## PROVIDED DATA
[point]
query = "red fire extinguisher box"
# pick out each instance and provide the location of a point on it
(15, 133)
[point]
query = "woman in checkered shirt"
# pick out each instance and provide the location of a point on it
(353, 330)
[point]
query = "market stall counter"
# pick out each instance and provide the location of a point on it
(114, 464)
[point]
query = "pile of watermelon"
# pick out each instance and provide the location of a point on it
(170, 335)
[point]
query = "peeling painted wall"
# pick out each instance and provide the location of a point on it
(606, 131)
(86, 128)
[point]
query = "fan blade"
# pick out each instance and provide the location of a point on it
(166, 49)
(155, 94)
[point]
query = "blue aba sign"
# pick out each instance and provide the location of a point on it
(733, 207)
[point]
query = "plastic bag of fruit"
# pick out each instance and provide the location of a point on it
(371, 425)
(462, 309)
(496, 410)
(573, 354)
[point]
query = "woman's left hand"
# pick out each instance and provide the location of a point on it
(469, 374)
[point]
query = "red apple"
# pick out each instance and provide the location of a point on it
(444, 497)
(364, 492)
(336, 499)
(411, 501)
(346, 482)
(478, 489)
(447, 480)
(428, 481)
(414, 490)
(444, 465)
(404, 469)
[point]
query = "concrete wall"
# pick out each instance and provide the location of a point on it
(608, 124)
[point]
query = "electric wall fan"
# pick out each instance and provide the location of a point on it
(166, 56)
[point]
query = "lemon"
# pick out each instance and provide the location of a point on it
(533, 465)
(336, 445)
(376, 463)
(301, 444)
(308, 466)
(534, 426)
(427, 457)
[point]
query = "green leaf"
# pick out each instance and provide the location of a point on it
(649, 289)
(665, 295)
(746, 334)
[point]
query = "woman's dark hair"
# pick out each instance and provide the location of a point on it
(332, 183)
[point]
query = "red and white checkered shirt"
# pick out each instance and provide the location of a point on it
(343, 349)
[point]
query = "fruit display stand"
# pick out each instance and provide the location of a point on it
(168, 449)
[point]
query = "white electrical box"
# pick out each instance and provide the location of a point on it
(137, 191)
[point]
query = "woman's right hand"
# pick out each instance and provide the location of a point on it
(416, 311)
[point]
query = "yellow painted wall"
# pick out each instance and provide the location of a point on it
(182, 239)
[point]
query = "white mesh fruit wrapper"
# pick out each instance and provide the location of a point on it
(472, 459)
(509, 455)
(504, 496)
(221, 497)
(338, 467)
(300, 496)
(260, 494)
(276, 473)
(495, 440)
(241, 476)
---
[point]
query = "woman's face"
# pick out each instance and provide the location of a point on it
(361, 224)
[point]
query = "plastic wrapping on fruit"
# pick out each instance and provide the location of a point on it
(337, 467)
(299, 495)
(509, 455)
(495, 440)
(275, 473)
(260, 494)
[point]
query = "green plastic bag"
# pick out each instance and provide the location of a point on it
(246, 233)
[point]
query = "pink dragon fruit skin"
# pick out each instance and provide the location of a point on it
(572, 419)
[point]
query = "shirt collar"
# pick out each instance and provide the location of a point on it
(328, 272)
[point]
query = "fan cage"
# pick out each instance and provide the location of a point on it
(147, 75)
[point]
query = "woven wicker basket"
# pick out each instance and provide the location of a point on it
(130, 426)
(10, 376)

## ACTION ITEM
Search the records for the string "hand" and, wherever a line contains it, please copy that line.

## SOLUTION TO THE EXERCISE
query = "woman's left hand"
query = "woman's right hand"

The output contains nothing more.